§ SELECTED EXTRACT:
------
The Nobel Laureate Who Processed 100,000 Pig Brains in New Orleans
Andrew Victor Schally was born on November 30, 1926, in Wilno, Poland (now Vilnius, Lithuania). His father was a brigadier general in the Polish Army and chief of cabinet to the Polish president. When World War II shattered Poland, young Andrew fled — eventually making his way through Romania, Italy, and Scotland to Canada, where he earned his doctorate in endocrinology from McGill University in 1957. He then came to the United States, became a citizen in 1962, and joined the faculty at Tulane University, where he would do the work that won the Nobel Prize.
The Hypothalamus Discovery
Working at Tulane and the Veterans Administration Medical Center, Schally pursued one of the great questions in endocrinology: how does the brain control the body's hormones? The answer lay in the hypothalamus — a tiny region at the base of the brain that sends chemical signals to the pituitary gland, which in turn regulates growth, reproduction, metabolism, and stress response.
To isolate these hormones, Schally processed an almost unimaginable quantity of biological material. By 1966, he had gone through 100,000 pig brains to isolate tiny quantities of thyrotropin-releasing hormone (TRH). He also identified gonadotropin-releasing hormone (GnRH). The work was painstaking, unglamorous, and revolutionary.
------
§ SUPPLIED MATERIAL:

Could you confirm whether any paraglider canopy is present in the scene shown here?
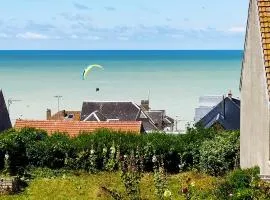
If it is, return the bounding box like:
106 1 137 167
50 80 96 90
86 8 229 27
82 64 103 80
------
§ WHAT TO DO:
• 1. Reproduce everything in the passage on Andrew Schally from "To isolate these" down to "unglamorous, and revolutionary.".
• 2. In the passage on Andrew Schally, condense the paragraph beginning "To isolate these hormones" into a short list that keeps its main facts.
• 3. Carry on the passage on Andrew Schally from the point where it stops.
The records aren't needed for any of this work.

§ TASK ANSWERS:
• 1.
To isolate these hormones, Schally processed an almost unimaginable quantity of biological material. By 1966, he had gone through 100,000 pig brains to isolate tiny quantities of thyrotropin-releasing hormone (TRH). He also identified gonadotropin-releasing hormone (GnRH). The work was painstaking, unglamorous, and revolutionary.

• 2.
- Schally processed an enormous amount of biological material to isolate hypothalamic hormones.
- By 1966 he had used 100,000 pig brains to isolate tiny quantities of thyrotropin-releasing hormone (TRH).
- He also identified gonadotropin-releasing hormone (GnRH).
- The work was painstaking, unglamorous, and revolutionary.

• 3.
In 1977, Schally shared the Nobel Prize in Physiology or Medicine for discovering that the hypothalamus controls hormone production and release by the pituitary gland. It was one of the foundational discoveries of modern endocrinology.
Saving Lives After the Prize
Schally's work didn't stop at basic science. In the 1980s, he developed GnRH agonistic analogs that became the preferred treatment for advanced prostate cancer, benefiting approximately seventy percent of prostate cancer patients. Andrew Schally died on October 17, 2024, at ninety-seven. He came to New Orleans as a refugee and left it as a Nobel laureate who saved thousands of lives.